Records for the task:

******

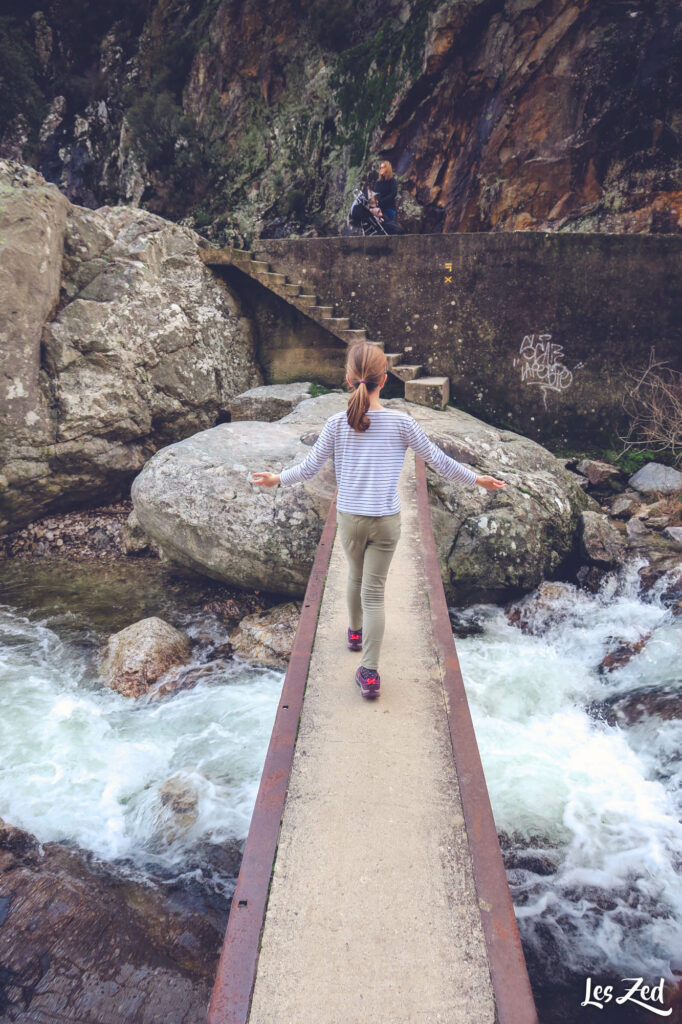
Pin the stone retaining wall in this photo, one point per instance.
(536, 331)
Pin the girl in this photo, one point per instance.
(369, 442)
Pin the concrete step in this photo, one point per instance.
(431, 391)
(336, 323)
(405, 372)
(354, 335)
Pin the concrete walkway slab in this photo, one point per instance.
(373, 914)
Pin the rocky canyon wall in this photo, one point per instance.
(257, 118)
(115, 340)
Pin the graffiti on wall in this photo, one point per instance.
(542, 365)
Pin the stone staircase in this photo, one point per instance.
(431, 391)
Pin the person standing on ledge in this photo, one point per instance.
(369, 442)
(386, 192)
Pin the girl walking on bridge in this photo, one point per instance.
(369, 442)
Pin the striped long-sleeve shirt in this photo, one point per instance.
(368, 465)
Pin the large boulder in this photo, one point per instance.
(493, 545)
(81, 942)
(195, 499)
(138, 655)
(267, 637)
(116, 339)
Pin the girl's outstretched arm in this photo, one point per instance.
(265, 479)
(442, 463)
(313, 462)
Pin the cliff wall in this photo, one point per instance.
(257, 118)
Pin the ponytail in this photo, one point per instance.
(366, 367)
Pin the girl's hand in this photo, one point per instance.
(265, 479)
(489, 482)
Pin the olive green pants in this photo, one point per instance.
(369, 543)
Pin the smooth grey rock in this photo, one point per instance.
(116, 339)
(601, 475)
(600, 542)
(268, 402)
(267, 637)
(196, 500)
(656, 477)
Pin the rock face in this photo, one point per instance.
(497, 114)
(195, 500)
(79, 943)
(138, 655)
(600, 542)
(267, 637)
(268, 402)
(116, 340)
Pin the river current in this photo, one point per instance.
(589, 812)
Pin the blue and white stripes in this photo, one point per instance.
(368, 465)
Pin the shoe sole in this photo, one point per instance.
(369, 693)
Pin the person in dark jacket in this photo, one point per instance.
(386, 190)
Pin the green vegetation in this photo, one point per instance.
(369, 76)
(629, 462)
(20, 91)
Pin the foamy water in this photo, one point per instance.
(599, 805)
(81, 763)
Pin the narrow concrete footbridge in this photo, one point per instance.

******

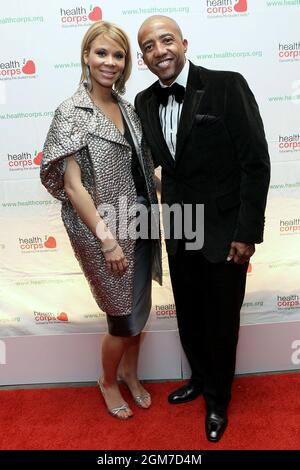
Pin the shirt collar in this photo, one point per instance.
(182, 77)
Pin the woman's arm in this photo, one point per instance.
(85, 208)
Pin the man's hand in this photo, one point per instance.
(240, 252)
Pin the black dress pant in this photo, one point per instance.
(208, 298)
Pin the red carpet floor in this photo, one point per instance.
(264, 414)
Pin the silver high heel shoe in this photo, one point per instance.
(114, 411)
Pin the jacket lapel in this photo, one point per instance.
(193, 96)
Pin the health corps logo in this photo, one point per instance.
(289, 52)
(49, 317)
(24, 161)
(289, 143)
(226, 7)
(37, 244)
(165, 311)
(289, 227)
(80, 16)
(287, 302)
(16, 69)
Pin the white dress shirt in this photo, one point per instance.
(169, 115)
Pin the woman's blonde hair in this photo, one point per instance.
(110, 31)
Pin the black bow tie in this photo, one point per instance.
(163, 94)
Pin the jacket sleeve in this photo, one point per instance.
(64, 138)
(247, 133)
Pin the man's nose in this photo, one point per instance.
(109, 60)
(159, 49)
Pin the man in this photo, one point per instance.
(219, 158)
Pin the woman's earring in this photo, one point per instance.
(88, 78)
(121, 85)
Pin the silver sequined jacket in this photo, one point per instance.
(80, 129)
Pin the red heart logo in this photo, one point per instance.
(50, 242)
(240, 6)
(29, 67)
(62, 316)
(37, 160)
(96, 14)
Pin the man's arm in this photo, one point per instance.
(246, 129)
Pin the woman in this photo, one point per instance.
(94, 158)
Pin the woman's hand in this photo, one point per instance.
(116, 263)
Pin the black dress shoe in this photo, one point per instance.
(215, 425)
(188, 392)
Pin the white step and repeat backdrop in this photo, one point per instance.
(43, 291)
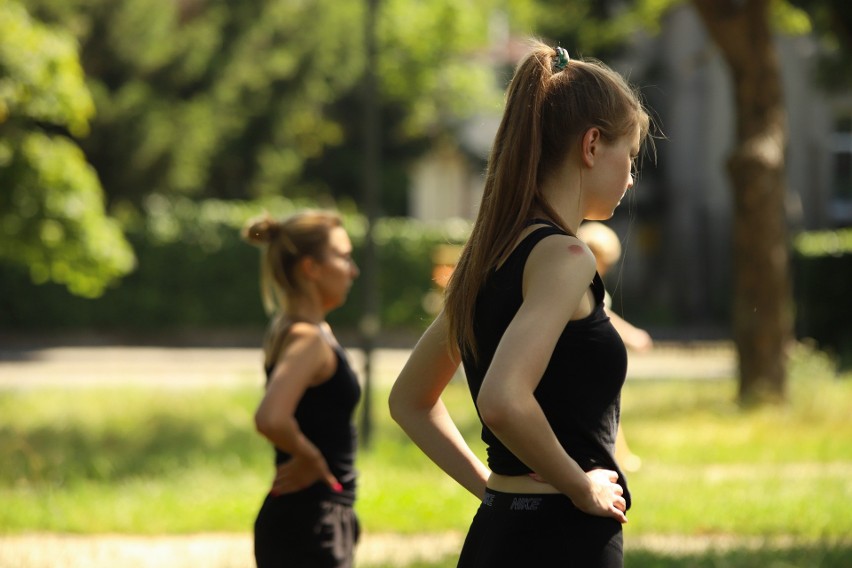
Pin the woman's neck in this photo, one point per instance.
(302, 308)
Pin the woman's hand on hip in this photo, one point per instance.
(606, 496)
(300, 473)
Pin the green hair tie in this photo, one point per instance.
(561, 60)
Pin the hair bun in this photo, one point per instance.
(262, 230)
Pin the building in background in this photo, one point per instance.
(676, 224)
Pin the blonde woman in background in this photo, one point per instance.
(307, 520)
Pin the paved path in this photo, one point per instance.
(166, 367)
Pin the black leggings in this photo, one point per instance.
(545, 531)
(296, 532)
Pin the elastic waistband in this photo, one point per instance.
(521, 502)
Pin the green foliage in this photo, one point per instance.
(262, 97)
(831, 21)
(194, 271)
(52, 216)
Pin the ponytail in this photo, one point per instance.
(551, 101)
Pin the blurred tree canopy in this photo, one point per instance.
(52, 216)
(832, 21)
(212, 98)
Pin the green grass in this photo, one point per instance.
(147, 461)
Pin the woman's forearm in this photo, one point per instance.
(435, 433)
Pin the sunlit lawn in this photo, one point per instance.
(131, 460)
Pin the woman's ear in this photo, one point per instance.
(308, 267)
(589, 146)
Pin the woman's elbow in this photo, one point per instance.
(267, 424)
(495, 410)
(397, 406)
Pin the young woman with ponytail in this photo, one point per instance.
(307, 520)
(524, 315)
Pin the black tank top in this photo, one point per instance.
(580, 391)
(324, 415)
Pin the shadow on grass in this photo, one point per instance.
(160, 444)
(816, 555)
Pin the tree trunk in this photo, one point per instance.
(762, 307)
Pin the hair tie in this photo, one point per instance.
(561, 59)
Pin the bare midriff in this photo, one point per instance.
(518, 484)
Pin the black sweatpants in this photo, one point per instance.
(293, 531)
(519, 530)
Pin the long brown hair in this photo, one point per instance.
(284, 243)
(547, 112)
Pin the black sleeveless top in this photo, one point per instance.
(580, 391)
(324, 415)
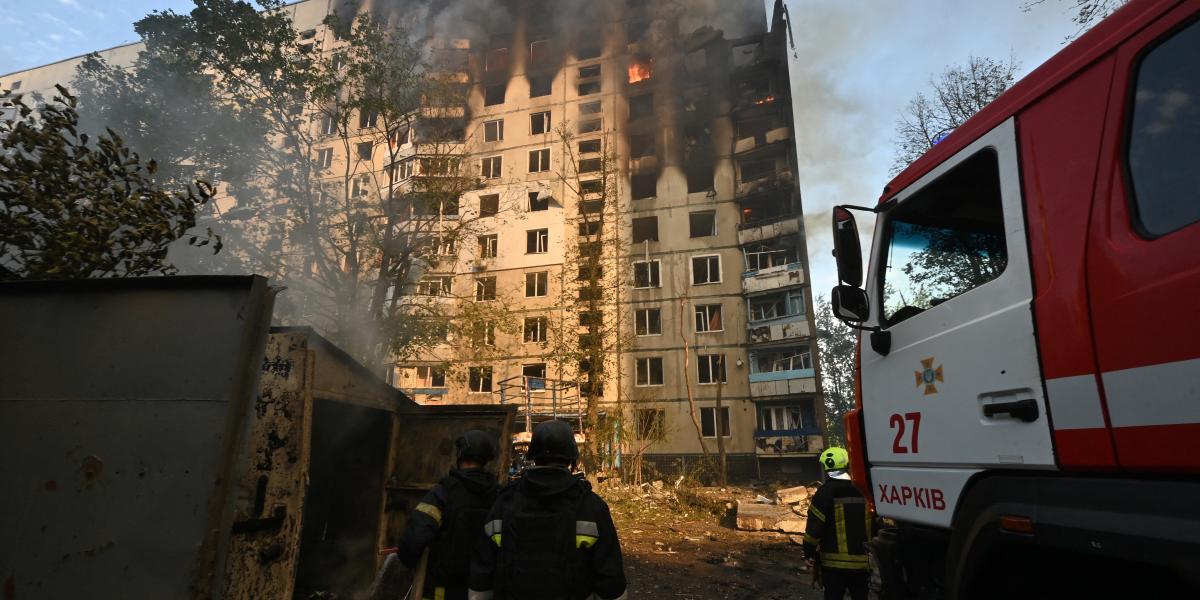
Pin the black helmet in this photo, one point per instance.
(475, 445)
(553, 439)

******

Task prompt:
Leave out every line above except those from the line with "Pin the girl's hand" up to and including the line with "Pin the narrow", and copy those exactly.

Answer to this task:
Pin the girl's hand in this photo, one point per instance.
(265, 479)
(489, 482)
Pin the olive green pants in this photo, one point per instance.
(369, 543)
Pin the smooth grey rock in this photo, one point per instance.
(116, 339)
(601, 475)
(600, 542)
(268, 402)
(267, 637)
(196, 500)
(656, 477)
Pin the rock face in this photo, one point per instance.
(497, 114)
(195, 500)
(79, 943)
(138, 655)
(600, 542)
(267, 637)
(268, 402)
(116, 340)
Pin the river current in this photo, one point per instance.
(589, 812)
Pin the blue and white stripes in this photo, one point per instance.
(368, 465)
Pin the shoe sole in this photo, one point per instance.
(369, 693)
Pin the person in dark jacket in this photo, one point per instance.
(386, 190)
Pin the green vegetation in this photo, one point per instance.
(369, 76)
(629, 462)
(20, 91)
Pin the foamy water in this photo, one point per instance.
(599, 805)
(81, 763)
Pin the narrow concrete footbridge in this photo, one point per instance.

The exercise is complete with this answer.